» **What you have to do**: Write the entries below out again exactly; any picture in them stays out.

» **Records for this exercise**:
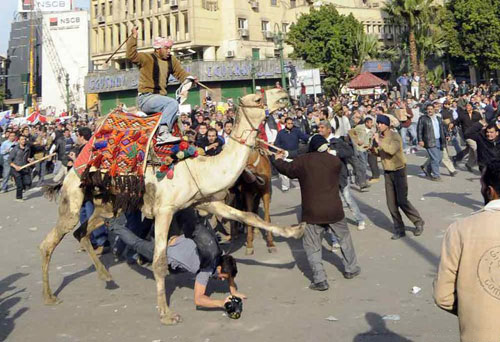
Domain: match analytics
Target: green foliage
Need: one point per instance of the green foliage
(473, 32)
(326, 40)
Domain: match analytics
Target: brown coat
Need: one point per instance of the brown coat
(154, 71)
(390, 150)
(318, 174)
(469, 274)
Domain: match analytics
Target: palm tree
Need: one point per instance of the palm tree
(409, 13)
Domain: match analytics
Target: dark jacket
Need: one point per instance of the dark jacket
(344, 151)
(486, 150)
(425, 132)
(289, 139)
(318, 174)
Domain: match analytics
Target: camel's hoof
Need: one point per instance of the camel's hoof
(171, 319)
(272, 249)
(52, 300)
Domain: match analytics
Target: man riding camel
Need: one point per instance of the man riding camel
(154, 71)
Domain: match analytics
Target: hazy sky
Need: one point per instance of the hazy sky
(7, 10)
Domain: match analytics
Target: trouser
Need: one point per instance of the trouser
(415, 92)
(445, 159)
(155, 103)
(396, 192)
(373, 163)
(99, 236)
(435, 156)
(5, 175)
(313, 235)
(352, 204)
(23, 181)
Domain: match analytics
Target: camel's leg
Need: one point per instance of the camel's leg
(95, 221)
(69, 208)
(251, 219)
(266, 201)
(249, 202)
(160, 265)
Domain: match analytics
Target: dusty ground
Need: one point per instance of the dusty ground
(279, 305)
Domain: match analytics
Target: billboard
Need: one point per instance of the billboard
(44, 5)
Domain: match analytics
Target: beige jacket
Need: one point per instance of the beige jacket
(390, 150)
(469, 274)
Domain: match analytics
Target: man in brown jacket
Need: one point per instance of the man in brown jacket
(390, 150)
(154, 71)
(468, 280)
(318, 173)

» **Answer to the exercise**:
Domain: match analytics
Target: green foliage
Need: one point per instance of the green foliage
(473, 32)
(326, 40)
Domain: match analytics
Target: brown coat
Need: one point per instance of the brown coat
(154, 71)
(390, 150)
(318, 174)
(469, 274)
Domain: match analytics
Target: palm tree
Need: one point per instance of the palm tree
(409, 13)
Domain: match analytics
Target: dark jacket
Need: one point per instance of the dark jacket
(344, 151)
(486, 150)
(425, 132)
(289, 139)
(318, 174)
Domain: match analytics
Target: camel's hoof
Need: one point per instance of the camel's hoof
(171, 319)
(272, 249)
(52, 300)
Domain: match analytics
Target: man riding camel
Need: one point per instance of the man riding camel
(154, 71)
Domain: match analytics
Target: hazy sky
Need: one point per instance of the hazy sky
(7, 10)
Domain: match analytics
Target: trouser
Need: one point per instance of the trouser
(415, 92)
(445, 159)
(155, 103)
(396, 192)
(373, 163)
(99, 236)
(435, 156)
(5, 175)
(313, 235)
(352, 204)
(23, 181)
Domain: match analytics
Target: camel's leg
Need: one point per instance of the camel's leg
(95, 221)
(69, 208)
(251, 219)
(266, 201)
(249, 202)
(160, 265)
Domain: match analytics
Target: dusty ground
Need: one point per instance of the dusty ground
(279, 305)
Domain: match analytics
Target: billboard
Need: one point per instance of the billboard
(44, 5)
Domain: match analytics
Target: beige jacket
Need: one point per instance of the beige jacket
(390, 150)
(469, 274)
Domain: match analytics
Target: man in brown jacket
Need: one point per instance of the man in brown jacket
(390, 150)
(154, 71)
(468, 280)
(318, 173)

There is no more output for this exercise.